BRIEF:
The answer should be every line below, repeated exactly, with the images left out.

(Beginning of DATA PROVIDED)

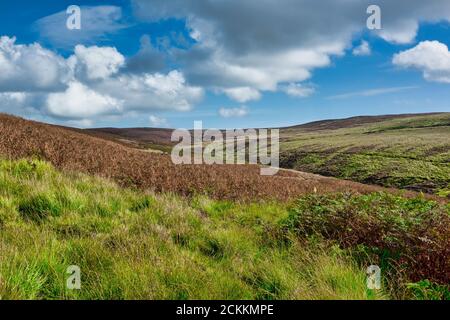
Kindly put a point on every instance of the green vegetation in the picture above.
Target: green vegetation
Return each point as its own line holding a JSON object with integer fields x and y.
{"x": 135, "y": 245}
{"x": 409, "y": 153}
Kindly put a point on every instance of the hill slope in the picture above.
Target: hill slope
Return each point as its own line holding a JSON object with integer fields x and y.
{"x": 408, "y": 152}
{"x": 71, "y": 150}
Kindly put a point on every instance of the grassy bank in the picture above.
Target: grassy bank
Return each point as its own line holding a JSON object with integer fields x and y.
{"x": 133, "y": 245}
{"x": 407, "y": 153}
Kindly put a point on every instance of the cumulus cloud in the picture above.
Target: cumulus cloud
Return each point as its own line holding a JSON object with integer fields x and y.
{"x": 96, "y": 63}
{"x": 153, "y": 91}
{"x": 278, "y": 42}
{"x": 298, "y": 90}
{"x": 233, "y": 112}
{"x": 29, "y": 67}
{"x": 148, "y": 59}
{"x": 363, "y": 49}
{"x": 430, "y": 57}
{"x": 371, "y": 92}
{"x": 97, "y": 22}
{"x": 80, "y": 102}
{"x": 157, "y": 121}
{"x": 243, "y": 94}
{"x": 89, "y": 84}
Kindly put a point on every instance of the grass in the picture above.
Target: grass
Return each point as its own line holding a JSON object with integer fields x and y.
{"x": 408, "y": 153}
{"x": 135, "y": 245}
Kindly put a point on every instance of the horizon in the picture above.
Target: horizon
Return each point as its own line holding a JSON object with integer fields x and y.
{"x": 143, "y": 63}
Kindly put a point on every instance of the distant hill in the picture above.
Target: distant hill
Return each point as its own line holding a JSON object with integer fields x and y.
{"x": 403, "y": 151}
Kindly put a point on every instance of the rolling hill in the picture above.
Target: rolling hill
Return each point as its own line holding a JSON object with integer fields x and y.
{"x": 72, "y": 150}
{"x": 409, "y": 151}
{"x": 139, "y": 227}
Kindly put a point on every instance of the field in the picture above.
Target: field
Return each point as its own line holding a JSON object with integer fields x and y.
{"x": 140, "y": 227}
{"x": 138, "y": 245}
{"x": 409, "y": 152}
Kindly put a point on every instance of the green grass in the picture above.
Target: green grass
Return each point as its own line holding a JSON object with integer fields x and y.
{"x": 135, "y": 245}
{"x": 407, "y": 153}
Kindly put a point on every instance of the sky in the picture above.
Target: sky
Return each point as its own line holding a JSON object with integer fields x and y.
{"x": 230, "y": 64}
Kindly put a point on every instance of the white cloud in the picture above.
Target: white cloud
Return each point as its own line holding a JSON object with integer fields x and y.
{"x": 152, "y": 91}
{"x": 233, "y": 112}
{"x": 29, "y": 67}
{"x": 430, "y": 57}
{"x": 298, "y": 90}
{"x": 363, "y": 49}
{"x": 243, "y": 94}
{"x": 279, "y": 42}
{"x": 97, "y": 62}
{"x": 371, "y": 92}
{"x": 157, "y": 121}
{"x": 91, "y": 83}
{"x": 96, "y": 23}
{"x": 80, "y": 102}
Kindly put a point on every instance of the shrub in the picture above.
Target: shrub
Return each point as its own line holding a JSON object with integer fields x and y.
{"x": 400, "y": 234}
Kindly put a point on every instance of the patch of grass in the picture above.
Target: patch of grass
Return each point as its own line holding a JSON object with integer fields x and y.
{"x": 135, "y": 245}
{"x": 393, "y": 232}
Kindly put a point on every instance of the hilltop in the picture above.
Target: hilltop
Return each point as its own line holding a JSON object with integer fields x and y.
{"x": 73, "y": 150}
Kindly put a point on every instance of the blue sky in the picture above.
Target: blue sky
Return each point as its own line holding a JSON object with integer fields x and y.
{"x": 276, "y": 71}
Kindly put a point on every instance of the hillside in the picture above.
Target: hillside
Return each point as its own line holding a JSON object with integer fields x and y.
{"x": 121, "y": 214}
{"x": 131, "y": 244}
{"x": 72, "y": 150}
{"x": 408, "y": 152}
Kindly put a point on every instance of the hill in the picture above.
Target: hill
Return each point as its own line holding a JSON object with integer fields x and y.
{"x": 408, "y": 152}
{"x": 72, "y": 150}
{"x": 120, "y": 214}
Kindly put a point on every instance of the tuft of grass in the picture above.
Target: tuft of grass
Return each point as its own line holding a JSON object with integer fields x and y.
{"x": 135, "y": 245}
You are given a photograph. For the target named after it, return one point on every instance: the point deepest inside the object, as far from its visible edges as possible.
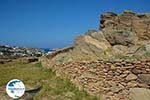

(End of DATA PROVIDED)

EXERCISE SOLUTION:
Kindly put a point on every instance of the green vegetation in the picture above.
Target: green vegetation
Return each point as its own line holding a JSON object with integer fields x and y.
{"x": 135, "y": 245}
{"x": 409, "y": 153}
Kindly put a point on every instance of the hill slope in the picture above.
Target: hill slope
Return each point as its own line holding a JSON object with integer fields x and y.
{"x": 408, "y": 152}
{"x": 71, "y": 150}
Kindly put a point on every instance of the grassy bank in the picture above.
Target: grassy bank
Return each point as its own line holding a JSON object with integer fields x and y.
{"x": 133, "y": 245}
{"x": 407, "y": 153}
Kindly put a point on every instance of the cumulus cloud in the picture above.
Target: cumulus cloud
Return each point as its own line holding a JSON object with integer fields x and y.
{"x": 96, "y": 63}
{"x": 153, "y": 91}
{"x": 278, "y": 42}
{"x": 298, "y": 90}
{"x": 233, "y": 112}
{"x": 29, "y": 67}
{"x": 148, "y": 59}
{"x": 363, "y": 49}
{"x": 430, "y": 57}
{"x": 371, "y": 92}
{"x": 97, "y": 22}
{"x": 80, "y": 102}
{"x": 157, "y": 121}
{"x": 243, "y": 94}
{"x": 89, "y": 84}
Kindly put a point on every instance of the grass in the picture above.
Target: grass
Return each point as its own line holding a JSON object with integer fields x and y.
{"x": 408, "y": 153}
{"x": 135, "y": 245}
Kindly put a point on every instance of the horizon in the picture above.
Target: horizon
Return each point as its own line holding a JSON object with integer fields x and y.
{"x": 143, "y": 63}
Kindly put a point on every instance of the distant hill in the picture above.
Target: distant hill
Return each point as its own line holding a JSON object with integer fields x and y.
{"x": 403, "y": 151}
Kindly put a point on every instance of the rolling hill in the picture above.
Target: rolling hill
Return each point as its own line holding a JSON object with integer fields x and y.
{"x": 72, "y": 150}
{"x": 409, "y": 151}
{"x": 139, "y": 227}
Kindly put a point on every instance of the field in the picture above.
Target: field
Return each point as its own line holding a JSON object with integer fields x and y.
{"x": 140, "y": 227}
{"x": 138, "y": 245}
{"x": 409, "y": 152}
Kindly put a point on every instance of the green grass in the picture above.
Target: green grass
Return each point as its own line holding a JSON object with integer fields x and y.
{"x": 135, "y": 245}
{"x": 407, "y": 153}
Kindly put a point on every instance of the sky in the picture above.
Target: sky
Return each point as its own line holding a JSON object with integer fields x and y.
{"x": 230, "y": 64}
Kindly put a point on every instance of the white cloud in the picture above.
Target: white cloud
Return each point as its own line holding a JSON object with integer fields x and y.
{"x": 152, "y": 91}
{"x": 233, "y": 112}
{"x": 29, "y": 67}
{"x": 430, "y": 57}
{"x": 298, "y": 90}
{"x": 363, "y": 49}
{"x": 243, "y": 94}
{"x": 279, "y": 42}
{"x": 97, "y": 62}
{"x": 371, "y": 92}
{"x": 157, "y": 121}
{"x": 91, "y": 83}
{"x": 96, "y": 23}
{"x": 80, "y": 102}
Kindly put a point on every instance of the shrub in the picture above.
Target: shrub
Return each point as its own line holding a JSON object with integer fields x and y.
{"x": 400, "y": 234}
Kindly put a point on every instance of the patch of grass in the picture above.
Target: patch of grass
Return each point as its own line holding a JSON object with integer fields x and y.
{"x": 135, "y": 245}
{"x": 393, "y": 232}
Kindly put a point on every instance of the hilltop in the picture above.
Target: hilltop
Return each point as its own line holding a JSON object with integer fields x and y.
{"x": 73, "y": 150}
Kindly put a point on every instance of the blue sky in the picture above.
Target: blue sky
Return each point as its own line holding a JSON object with integer fields x and y.
{"x": 276, "y": 71}
Kindly put a point on every instance of the hillside in the picture above.
Target: hillside
Return each point as its own line holding a JSON object with integer fields x and y.
{"x": 121, "y": 214}
{"x": 131, "y": 244}
{"x": 72, "y": 150}
{"x": 408, "y": 152}
Kindly put a point on every instance of the hill in the picture above.
Target: hill
Return each point as its own line holding a JSON object with integer fields x and y.
{"x": 408, "y": 152}
{"x": 72, "y": 150}
{"x": 120, "y": 214}
Kindly put a point on every instance of the tuft of grass in the picture above.
Target: tuft of grass
Return each point as its own line holding a JSON object with integer fields x and y.
{"x": 135, "y": 245}
You are given a photograph. For the target named after it, return one point on every instance: the point deepest inside the object, as far from its visible edges as possible.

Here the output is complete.